Stephen Laws: Great. And then I think as a little bit. Can you touch on the announcement with great Ajax and what you envision there and how you think about fees benefiting Rithm with that relationship?

Michael Nierenberg: Yes. Great question. As we look at — Great Ajax, it’s a platform that’s going to be externally managed, assuming that shareholder vote is affirmative for us. And the idea there is to grow that into a commercial — publicly traded commercial real estate REIT that has no legacy commercial real estate exposure with the management fees that will flow into NewCo, which will be a management company. So I think that is the start when you think about Sculptor and fees that are going to be generated over the years, that will flow into a management company. You think about — Great Ajax, some of the other things that we have on our plate today, that’s really the goal. But it’s really going to be a clean platform probably something between, call it, $250 million of equity that we’ll be investing in commercial real estate with the team’s type mandate, and it will be a clean platform relative to the — some of the other folks.

====================

*EXERCISE TASKS:*
**a)** Revise the call transcript, starting at "Stephen Laws: Great." and ending at "with that relationship?", so that "Rithm" becomes "the company".
**b)** List every company name that appears in the call transcript.

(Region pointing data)
====================

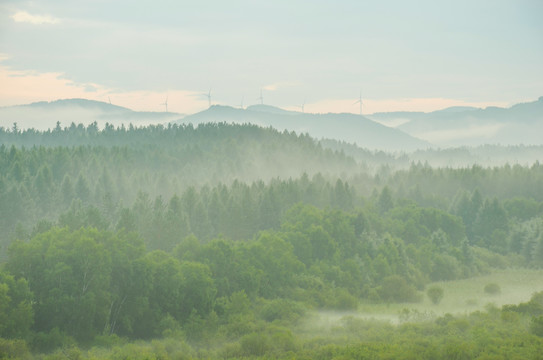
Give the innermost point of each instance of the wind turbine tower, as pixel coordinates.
(359, 101)
(208, 96)
(165, 103)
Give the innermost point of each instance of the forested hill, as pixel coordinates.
(343, 127)
(42, 172)
(222, 236)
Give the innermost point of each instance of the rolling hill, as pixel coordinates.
(44, 115)
(344, 127)
(466, 126)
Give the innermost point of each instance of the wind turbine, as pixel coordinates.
(359, 101)
(165, 103)
(302, 106)
(208, 95)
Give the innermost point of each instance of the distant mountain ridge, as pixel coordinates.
(344, 127)
(44, 115)
(466, 126)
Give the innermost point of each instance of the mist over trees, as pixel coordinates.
(224, 236)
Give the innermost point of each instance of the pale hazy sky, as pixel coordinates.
(401, 55)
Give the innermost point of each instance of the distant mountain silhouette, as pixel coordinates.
(467, 126)
(44, 115)
(345, 127)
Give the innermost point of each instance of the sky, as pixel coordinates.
(325, 55)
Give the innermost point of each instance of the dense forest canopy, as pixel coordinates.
(224, 237)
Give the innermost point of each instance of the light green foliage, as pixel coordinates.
(220, 240)
(435, 294)
(492, 289)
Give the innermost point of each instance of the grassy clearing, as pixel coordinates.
(460, 297)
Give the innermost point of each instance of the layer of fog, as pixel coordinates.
(461, 297)
(37, 118)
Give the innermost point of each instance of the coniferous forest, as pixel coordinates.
(230, 241)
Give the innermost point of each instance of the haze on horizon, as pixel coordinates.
(414, 57)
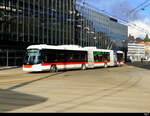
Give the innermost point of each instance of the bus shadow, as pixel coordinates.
(11, 100)
(144, 65)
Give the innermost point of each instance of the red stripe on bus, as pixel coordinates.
(27, 66)
(101, 62)
(71, 63)
(120, 61)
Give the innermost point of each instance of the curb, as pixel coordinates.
(8, 68)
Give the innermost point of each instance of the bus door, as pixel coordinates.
(90, 59)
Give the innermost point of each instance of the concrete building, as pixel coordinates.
(54, 22)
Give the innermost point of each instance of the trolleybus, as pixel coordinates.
(54, 58)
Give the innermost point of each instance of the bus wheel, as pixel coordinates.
(53, 68)
(83, 67)
(105, 65)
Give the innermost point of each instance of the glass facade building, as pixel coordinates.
(53, 22)
(96, 29)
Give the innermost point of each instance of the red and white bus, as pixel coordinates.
(54, 58)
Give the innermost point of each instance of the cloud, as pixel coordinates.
(141, 28)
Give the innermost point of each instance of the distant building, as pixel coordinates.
(136, 51)
(147, 50)
(54, 22)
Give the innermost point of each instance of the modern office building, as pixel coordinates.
(136, 51)
(53, 22)
(97, 29)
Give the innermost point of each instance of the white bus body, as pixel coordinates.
(47, 57)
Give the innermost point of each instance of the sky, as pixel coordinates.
(138, 20)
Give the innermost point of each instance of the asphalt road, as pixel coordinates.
(117, 89)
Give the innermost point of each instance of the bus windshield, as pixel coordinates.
(120, 56)
(32, 57)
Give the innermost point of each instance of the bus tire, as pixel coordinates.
(105, 65)
(53, 68)
(119, 65)
(83, 67)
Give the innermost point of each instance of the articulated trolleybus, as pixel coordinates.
(54, 58)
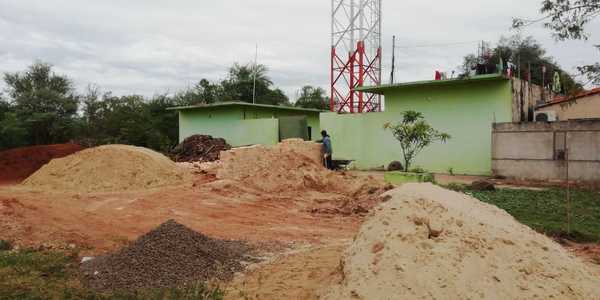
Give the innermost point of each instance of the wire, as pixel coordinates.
(438, 45)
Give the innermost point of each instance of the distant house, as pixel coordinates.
(242, 123)
(585, 105)
(466, 109)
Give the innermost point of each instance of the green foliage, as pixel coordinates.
(239, 86)
(546, 210)
(418, 170)
(5, 245)
(42, 108)
(414, 134)
(311, 97)
(44, 105)
(567, 20)
(33, 274)
(529, 56)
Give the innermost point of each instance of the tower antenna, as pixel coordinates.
(355, 55)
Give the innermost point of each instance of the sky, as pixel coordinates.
(151, 47)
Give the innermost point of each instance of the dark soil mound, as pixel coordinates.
(17, 164)
(201, 148)
(167, 256)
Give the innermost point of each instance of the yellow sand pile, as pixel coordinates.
(107, 168)
(430, 243)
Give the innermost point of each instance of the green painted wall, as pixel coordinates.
(464, 110)
(239, 125)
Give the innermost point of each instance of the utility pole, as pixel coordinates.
(255, 70)
(393, 59)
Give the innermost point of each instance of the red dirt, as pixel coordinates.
(17, 164)
(105, 221)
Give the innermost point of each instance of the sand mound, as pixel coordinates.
(199, 148)
(167, 256)
(17, 164)
(290, 165)
(295, 167)
(107, 168)
(430, 243)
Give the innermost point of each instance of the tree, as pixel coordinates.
(414, 134)
(567, 20)
(240, 86)
(12, 133)
(530, 58)
(311, 97)
(44, 102)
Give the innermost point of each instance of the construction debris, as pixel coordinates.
(107, 168)
(430, 243)
(167, 256)
(199, 148)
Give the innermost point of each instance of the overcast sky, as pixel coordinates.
(150, 46)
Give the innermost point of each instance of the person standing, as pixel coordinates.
(327, 150)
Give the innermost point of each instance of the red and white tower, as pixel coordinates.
(355, 55)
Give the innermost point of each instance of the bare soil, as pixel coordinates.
(17, 164)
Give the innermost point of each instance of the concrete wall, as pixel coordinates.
(582, 108)
(536, 151)
(464, 110)
(240, 125)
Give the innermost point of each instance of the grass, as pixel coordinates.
(546, 210)
(30, 274)
(396, 177)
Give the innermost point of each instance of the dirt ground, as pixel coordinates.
(303, 248)
(300, 274)
(102, 222)
(18, 164)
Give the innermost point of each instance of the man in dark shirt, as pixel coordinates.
(327, 150)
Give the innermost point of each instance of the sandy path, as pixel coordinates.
(301, 274)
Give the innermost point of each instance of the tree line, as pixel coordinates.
(40, 107)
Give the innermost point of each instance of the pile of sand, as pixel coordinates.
(430, 243)
(107, 168)
(294, 167)
(290, 165)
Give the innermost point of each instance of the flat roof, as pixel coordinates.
(380, 89)
(240, 103)
(562, 99)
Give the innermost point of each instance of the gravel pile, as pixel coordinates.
(167, 256)
(199, 148)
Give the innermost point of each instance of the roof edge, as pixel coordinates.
(241, 103)
(381, 88)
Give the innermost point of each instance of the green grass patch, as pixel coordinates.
(546, 210)
(406, 177)
(32, 274)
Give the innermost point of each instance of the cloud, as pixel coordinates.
(151, 46)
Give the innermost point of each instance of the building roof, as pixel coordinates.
(381, 89)
(246, 104)
(562, 99)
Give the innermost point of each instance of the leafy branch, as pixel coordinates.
(414, 134)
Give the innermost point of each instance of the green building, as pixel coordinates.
(465, 109)
(242, 123)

====================

*TASK-BY-TASK OUTPUTS:*
**a)**
Stephen Laws: Great. And then I think as a little bit. Can you touch on the announcement with great Ajax and what you envision there and how you think about fees benefiting the company with that relationship?

**b)**
Great Ajax
Rithm
NewCo
Sculptor